--- PROBLEM DETAILS ---
Copy each entry below verbatim. Skip the pictures.

--- DATA FOR PROCESSING ---
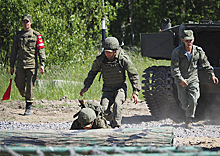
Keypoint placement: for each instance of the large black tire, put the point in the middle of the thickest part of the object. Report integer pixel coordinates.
(160, 93)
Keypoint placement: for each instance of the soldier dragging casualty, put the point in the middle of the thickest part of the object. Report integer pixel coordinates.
(113, 63)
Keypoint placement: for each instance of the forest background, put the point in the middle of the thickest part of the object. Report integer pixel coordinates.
(71, 31)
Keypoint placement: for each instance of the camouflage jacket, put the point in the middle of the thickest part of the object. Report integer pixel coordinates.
(99, 122)
(113, 72)
(182, 68)
(25, 50)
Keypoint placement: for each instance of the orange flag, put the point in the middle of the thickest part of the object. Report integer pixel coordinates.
(6, 96)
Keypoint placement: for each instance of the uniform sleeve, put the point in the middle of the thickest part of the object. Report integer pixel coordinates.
(14, 51)
(41, 54)
(92, 73)
(175, 71)
(40, 49)
(132, 74)
(204, 63)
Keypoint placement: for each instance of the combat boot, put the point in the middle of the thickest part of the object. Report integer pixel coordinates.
(188, 124)
(28, 108)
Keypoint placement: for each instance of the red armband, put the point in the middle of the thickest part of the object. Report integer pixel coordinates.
(40, 43)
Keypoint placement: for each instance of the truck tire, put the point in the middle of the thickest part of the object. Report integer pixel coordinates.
(160, 93)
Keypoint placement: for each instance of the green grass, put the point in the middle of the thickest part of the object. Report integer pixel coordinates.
(77, 73)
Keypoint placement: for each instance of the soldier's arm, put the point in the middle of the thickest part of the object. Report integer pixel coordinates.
(132, 75)
(14, 51)
(41, 54)
(92, 73)
(204, 63)
(175, 71)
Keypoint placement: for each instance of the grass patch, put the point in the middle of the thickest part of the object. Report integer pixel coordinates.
(72, 78)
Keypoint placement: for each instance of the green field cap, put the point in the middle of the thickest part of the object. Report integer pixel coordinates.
(26, 17)
(188, 35)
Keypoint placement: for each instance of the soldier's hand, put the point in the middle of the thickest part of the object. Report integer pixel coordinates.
(135, 97)
(11, 70)
(41, 69)
(83, 91)
(184, 83)
(215, 79)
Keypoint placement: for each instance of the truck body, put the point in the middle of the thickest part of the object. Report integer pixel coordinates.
(159, 88)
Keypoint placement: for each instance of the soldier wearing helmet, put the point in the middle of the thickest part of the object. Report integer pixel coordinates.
(184, 68)
(113, 63)
(87, 119)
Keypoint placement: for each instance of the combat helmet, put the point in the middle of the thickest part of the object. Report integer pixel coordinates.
(111, 43)
(86, 117)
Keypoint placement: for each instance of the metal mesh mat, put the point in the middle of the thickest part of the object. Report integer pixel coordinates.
(159, 136)
(114, 150)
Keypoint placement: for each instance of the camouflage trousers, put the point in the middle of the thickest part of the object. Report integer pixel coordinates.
(25, 82)
(188, 97)
(116, 99)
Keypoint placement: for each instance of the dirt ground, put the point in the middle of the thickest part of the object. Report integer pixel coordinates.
(63, 111)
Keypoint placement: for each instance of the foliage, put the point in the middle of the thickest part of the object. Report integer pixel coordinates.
(70, 29)
(141, 16)
(74, 77)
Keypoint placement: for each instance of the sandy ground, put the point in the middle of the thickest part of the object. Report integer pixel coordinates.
(63, 111)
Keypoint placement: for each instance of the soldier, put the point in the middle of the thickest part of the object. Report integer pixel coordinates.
(185, 72)
(112, 63)
(27, 44)
(87, 119)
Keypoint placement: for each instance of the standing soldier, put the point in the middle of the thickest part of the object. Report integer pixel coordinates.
(27, 44)
(112, 64)
(184, 69)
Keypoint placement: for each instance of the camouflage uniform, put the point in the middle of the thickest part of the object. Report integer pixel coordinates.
(93, 115)
(25, 50)
(182, 68)
(114, 87)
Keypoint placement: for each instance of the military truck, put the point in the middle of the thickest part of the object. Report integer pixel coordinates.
(159, 88)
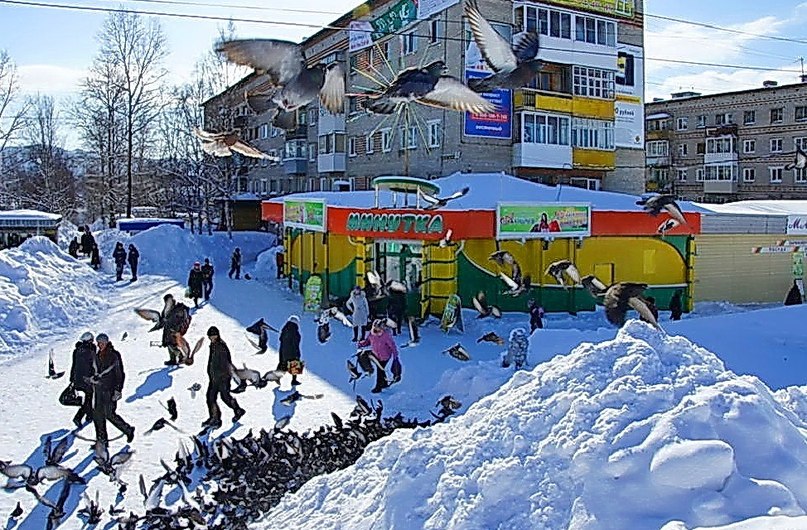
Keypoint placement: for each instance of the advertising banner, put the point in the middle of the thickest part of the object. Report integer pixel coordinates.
(534, 221)
(308, 214)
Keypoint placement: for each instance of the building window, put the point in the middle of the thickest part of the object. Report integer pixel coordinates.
(386, 140)
(545, 129)
(435, 133)
(593, 134)
(593, 82)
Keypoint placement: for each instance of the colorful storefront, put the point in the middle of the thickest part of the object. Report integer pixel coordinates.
(439, 252)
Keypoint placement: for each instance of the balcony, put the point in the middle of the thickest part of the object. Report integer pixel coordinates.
(719, 186)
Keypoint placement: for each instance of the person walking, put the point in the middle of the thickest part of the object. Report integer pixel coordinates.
(219, 373)
(108, 377)
(195, 283)
(119, 255)
(381, 342)
(207, 278)
(360, 309)
(290, 346)
(133, 258)
(80, 371)
(235, 264)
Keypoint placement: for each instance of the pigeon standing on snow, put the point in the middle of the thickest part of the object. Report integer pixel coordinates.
(513, 66)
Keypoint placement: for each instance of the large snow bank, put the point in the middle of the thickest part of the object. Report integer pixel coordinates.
(642, 431)
(42, 289)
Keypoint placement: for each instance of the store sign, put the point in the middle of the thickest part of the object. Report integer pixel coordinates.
(308, 214)
(535, 221)
(407, 224)
(796, 225)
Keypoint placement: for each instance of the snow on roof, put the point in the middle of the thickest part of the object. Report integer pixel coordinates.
(488, 189)
(759, 207)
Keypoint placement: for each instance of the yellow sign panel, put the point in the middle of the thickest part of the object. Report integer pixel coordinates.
(620, 8)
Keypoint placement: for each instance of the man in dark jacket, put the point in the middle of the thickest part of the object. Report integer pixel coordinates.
(176, 319)
(207, 278)
(133, 258)
(195, 282)
(83, 359)
(219, 370)
(235, 264)
(107, 378)
(119, 255)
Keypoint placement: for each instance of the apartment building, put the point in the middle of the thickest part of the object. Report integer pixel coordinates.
(730, 146)
(580, 121)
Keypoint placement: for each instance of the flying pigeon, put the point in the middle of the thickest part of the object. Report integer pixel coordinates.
(513, 66)
(620, 296)
(654, 204)
(225, 143)
(431, 87)
(491, 337)
(293, 84)
(800, 162)
(436, 202)
(558, 268)
(485, 310)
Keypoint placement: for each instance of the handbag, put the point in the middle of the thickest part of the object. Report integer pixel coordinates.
(69, 398)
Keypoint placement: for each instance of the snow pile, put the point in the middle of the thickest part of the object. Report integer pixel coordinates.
(642, 431)
(42, 288)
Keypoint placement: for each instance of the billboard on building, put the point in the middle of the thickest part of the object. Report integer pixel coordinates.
(629, 104)
(308, 214)
(535, 221)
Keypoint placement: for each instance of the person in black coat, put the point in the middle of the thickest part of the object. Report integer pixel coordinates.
(207, 278)
(235, 264)
(133, 258)
(219, 372)
(793, 295)
(119, 255)
(195, 282)
(290, 345)
(676, 307)
(82, 369)
(107, 379)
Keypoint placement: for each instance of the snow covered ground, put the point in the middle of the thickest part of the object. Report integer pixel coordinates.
(699, 426)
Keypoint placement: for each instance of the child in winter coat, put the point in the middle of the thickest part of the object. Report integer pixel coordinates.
(517, 349)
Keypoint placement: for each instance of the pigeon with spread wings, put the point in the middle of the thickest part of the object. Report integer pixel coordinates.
(513, 66)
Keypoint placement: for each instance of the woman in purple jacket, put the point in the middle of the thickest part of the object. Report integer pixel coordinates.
(384, 348)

--- ANSWER TO THIS PROBLEM ---
Keypoint placement: for each instance of the large black tire, put the point in the middle of the thickest part of the object. Report integer pixel coordinates.
(160, 93)
Keypoint placement: for each instance of the soldier dragging casualty, put the point in the middle of the thickest part of the object. Report integer pixel coordinates.
(113, 63)
Keypoint placement: for each instance of the forest background, put the point in the middle of the thickest part of the object. Report integer pixel coordinates.
(71, 31)
Keypoint placement: for each instance of the camouflage jacket, put the point in the middle of the thickest part of the object. Report integer pixel coordinates.
(99, 122)
(113, 72)
(182, 68)
(25, 50)
Keypoint placement: for each instance of the orange flag, put the point in the middle of the thickest part of the object. Report integer pixel coordinates.
(6, 96)
Keypoint placement: for each instance of the uniform sleeve, put the point in the middle of the thickest part of the object. Report integer pixel coordinates.
(14, 51)
(41, 54)
(92, 73)
(175, 71)
(40, 49)
(132, 74)
(204, 63)
Keypoint placement: for each instance of the combat boot, put the point in the middle of the thickest part of the object. Report integer pixel coordinates.
(188, 124)
(28, 108)
Keypoint placement: for each instance of the red armband, put the point in the middle of the thickest part of the object. Report integer pixel coordinates.
(40, 43)
Keypoint placement: for each instance of the truck tire, put the point in the middle of the thickest part of the object. Report integer pixel coordinates.
(160, 93)
Keypoint placement: for each instance of the green grass, put the point in the middle of the thickest part of the object. Report integer pixel coordinates.
(77, 73)
Keypoint placement: for each instance of the soldier's arm, put the point in the middle of the thickest part of the object. Report integer pixel coordinates.
(132, 75)
(14, 51)
(41, 54)
(92, 73)
(204, 63)
(175, 71)
Keypoint placement: for each instance of the grass patch, put the point in the middle of the thickest part of the object. Report integer pixel coordinates.
(72, 78)
Keypoint placement: for each instance of the green field cap, put the point in the middle of the thickest part of the object. Report integer pixel coordinates.
(26, 17)
(188, 35)
Keypoint placement: for each instance of the soldier's hand, put the point in the middle of the thickest part of the object. Report integer pixel coordinates.
(135, 97)
(11, 70)
(41, 69)
(83, 91)
(184, 83)
(215, 79)
Keypoint placement: for each instance of the truck body, put the point in the middle of the thickest part of the object. Report integer pixel coordinates.
(159, 88)
Keypoint placement: for each instance of the soldier wearing helmet, put the point in the middle of the thickest part of the object. Report integer pixel coordinates.
(184, 68)
(113, 63)
(87, 119)
Keypoint placement: for each instance of the combat helmet, put the point in the middle of the thickest part of the object. Report integer pixel coordinates.
(111, 43)
(86, 117)
Keypoint placement: for each instance of the metal mesh mat, put the point in the middle of the thickest part of the object. Report integer pixel coordinates.
(159, 136)
(114, 150)
Keypoint placement: for each instance of the camouflage trousers, put the point in the middle of the thickest part of the object. Report integer pixel coordinates.
(25, 82)
(188, 97)
(116, 99)
Keypoint placement: for each instance of the dirt ground, put the point in the middle of the thickest part of the object. Report integer pixel coordinates.
(63, 111)
Keypoint placement: for each instance of the foliage, put the point in the middle of the thickest part of the object. Report integer pixel coordinates.
(70, 29)
(141, 16)
(74, 77)
Keypoint placement: for each instance of the sandy ground, put the point in the middle of the thickest part of the object. Report integer pixel coordinates.
(63, 111)
Keypoint placement: for each instance of the soldier, put the point in the middle of the thickest part of the object. Report integer pixel coordinates.
(185, 72)
(112, 63)
(27, 44)
(87, 119)
Keypoint placement: for each instance of the standing soldier, put the point in the middle of the thickest part of the object. Report integer pixel coordinates.
(27, 44)
(112, 64)
(184, 69)
Keypoint placement: for each instance of the camouflage uniform, put the point in the middle of the thickest part of the object. Report integer pixel coordinates.
(93, 115)
(25, 50)
(182, 68)
(114, 87)
Keypoint placement: for each instance of the military truck, put the point in the middle of the thickest part of the object. Report integer pixel coordinates.
(159, 88)
Keypoint placement: for each instance of the advertising banner, put the point in the middle of the thickest part of the object. Report integer pixel coordinates.
(534, 221)
(308, 214)
Keypoint placement: for each instance of the building window, put the point in the middle of the thickest part of the object. Report integer pixel coordinates.
(386, 140)
(545, 129)
(435, 133)
(593, 134)
(593, 82)
Keypoint placement: for each instance of the colorful storefront, put the point in the middle of the thickest part of the object. Report integer pixel coordinates.
(439, 252)
Keypoint placement: for each instance of the balcony, put the point in the middle of the thickest part of the object. Report integer pixel coordinates.
(719, 186)
Keypoint placement: for each instance of the person walking, put the point in the middle of the thickest part of the object. Report integer pixel coordinates.
(219, 373)
(108, 377)
(195, 283)
(119, 255)
(381, 342)
(207, 278)
(360, 309)
(290, 346)
(133, 258)
(80, 371)
(235, 264)
Keypoint placement: for each instance of the pigeon standing on snow, put the point in the middle of the thickest part of the object. Report integer pixel coordinates.
(513, 66)
Keypoint placement: for each instance of the large snow bank, put the point in the middle of the thickest part of the object. Report integer pixel coordinates.
(642, 431)
(42, 289)
Keypoint placement: for each instance of the store sign, put the point in the middle of the thickest part of the object. Report integer pixel coordinates.
(308, 214)
(535, 221)
(407, 224)
(796, 225)
Keypoint placement: for each instance of the snow on roof, put the point in the middle of the thickest part of the object. Report integer pixel coordinates.
(488, 189)
(759, 207)
Keypoint placement: for each instance of the yellow sign panel, put the point in the middle of the thickest part of the object. Report integer pixel coordinates.
(620, 8)
Keypoint placement: for each instance of the man in dark jacket, put the point in the middle of the thickest part of the object. Report integer pixel coordinates.
(176, 319)
(207, 278)
(133, 258)
(195, 282)
(83, 359)
(219, 370)
(235, 264)
(107, 378)
(119, 255)
Keypoint placement: for each instance of the apartment building, put the point in the middle of the thickest part of the object. Report integer pixel coordinates.
(730, 146)
(580, 121)
Keypoint placement: for each instance of the flying pigeon, put the point in the middle of the thickest part of the object. Report integer pixel coordinates.
(513, 66)
(620, 296)
(654, 204)
(225, 143)
(431, 87)
(491, 337)
(293, 84)
(800, 162)
(436, 202)
(558, 268)
(485, 310)
Keypoint placement: for each instance of the handbag, put the point in the middle of the thickest part of the object. Report integer pixel coordinates.
(69, 398)
Keypoint placement: for each instance of the snow pile, put the point in the middle of the thickest part of the object. Report integer pixel coordinates.
(642, 431)
(42, 288)
Keypoint placement: for each instance of the billboard on building, put the point in the middle of the thickest part of the object. Report integer pixel coordinates.
(629, 104)
(308, 214)
(535, 221)
Keypoint placement: for each instance of the person in black coat, put the point in the middle of the thickest part of the object. Report integer pixel coordinates.
(207, 278)
(235, 264)
(133, 258)
(219, 372)
(793, 295)
(119, 255)
(195, 282)
(290, 345)
(676, 307)
(82, 369)
(107, 379)
Keypoint placement: for each instance of the snow covered ground, put the point in the middle of the thickest part of the object. Report integer pixel coordinates.
(699, 426)
Keypoint placement: for each instance of the child in winter coat, put the point in the middle of the thickest part of the object. Report integer pixel coordinates.
(517, 349)
Keypoint placement: for each instance of the pigeon with spread wings, put the point in the middle of the thickest part of the object. Report integer pixel coordinates.
(513, 66)
Keypoint placement: for each instance of the woman in purple jacket, put the point in the middle of the thickest part of the object. Report integer pixel coordinates.
(384, 348)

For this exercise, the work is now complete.